# Enunciado del ejercicio:
Determina si cada afirmación concuerda con el texto de lectura. Responde sí o no y cita literalmente las palabras del texto que lo deciden: (a) China se menciona junto a Mao; (b) el fenómeno se presenta como exclusivo del pueblo latinoamericano; (c) Elvis figura entre los ídolos deportivos citados.

++++ Texto de lectura ++++

Se ve en la política de hoy y de antaño,
se ve en la Iglesia en vísperas de un nuevo Cónclave, se ve en las grandes
obras de la literatura y del cine que recrean la realidad, se ve también,
aunque cueste más percibirlo con claridad, en el devenir de nuestras vidas, la
necesidad y la búsqueda constante que tenemos aquellos que nos consideramos
adultos de una fuerte figura paternante que nos brinde una sensación de
protección y respaldo.
Es interesante siempre analizar fenómenos
como el de Hugo Chávez, cuya muerte parece dejar huérfanos a millones de
venezolanos que lo despiden con lágrimas, a pesar de todo lo que envuelve y
significa un "padre" como Chávez, y aunque un sentir como este no
resulte históricamente novedoso. Sucedió en Europa con figuras de poder
que generan hasta hoy tanto controversia y repudio como adhesión y fanatismo:
Franco, Mussolini, Hitler, Stalin, Lenin, e inclusive, sin ir tan atrás en la
historia, en la actualidad la figura, ahora vacante, del
Papa. Sucedió en China con Mao. Es curioso que algunos insistan en que
es el fervor del pueblo latinoamericano el que erige estos "padres" o
"madres" idolatrados, como Perón y Evita en la Argentina o el Che Guevara,
para venerarlos y adorarlos u odiarlos y denostarlos. Me inclinaría a pensar
que se trata de un fenómeno humano universal no sólo de masas, sino también individual. Lo hacemos con ídolos deportivos, como Pelé, Maradona o Messi, con estrellas
del espectáculo, como Elvis, Lennon o Bob Marley, y hasta con figuras destacadas de la
cultura, tal vez en distintos grados. Y lo hacemos en el anonimato de nuestra
cotidianeidad, siendo causa de equilibrio emocional o de un sentido de
desorientación vital y profunda carencia afectiva cuando reclamamos más de lo
que agradecemos de esas figuras que tenemos como padres, físicamente presentes
o no.

++++ Sección de datos ++++

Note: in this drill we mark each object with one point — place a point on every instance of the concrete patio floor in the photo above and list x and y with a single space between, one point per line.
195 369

++++

# Resultado del ejercicio:
(a) Sí: "Sucedió en China con Mao."
(b) No: "Me inclinaría a pensar que se trata de un fenómeno humano universal no sólo de masas, sino también individual."
(c) No: "con estrellas del espectáculo, como Elvis, Lennon o Bob Marley"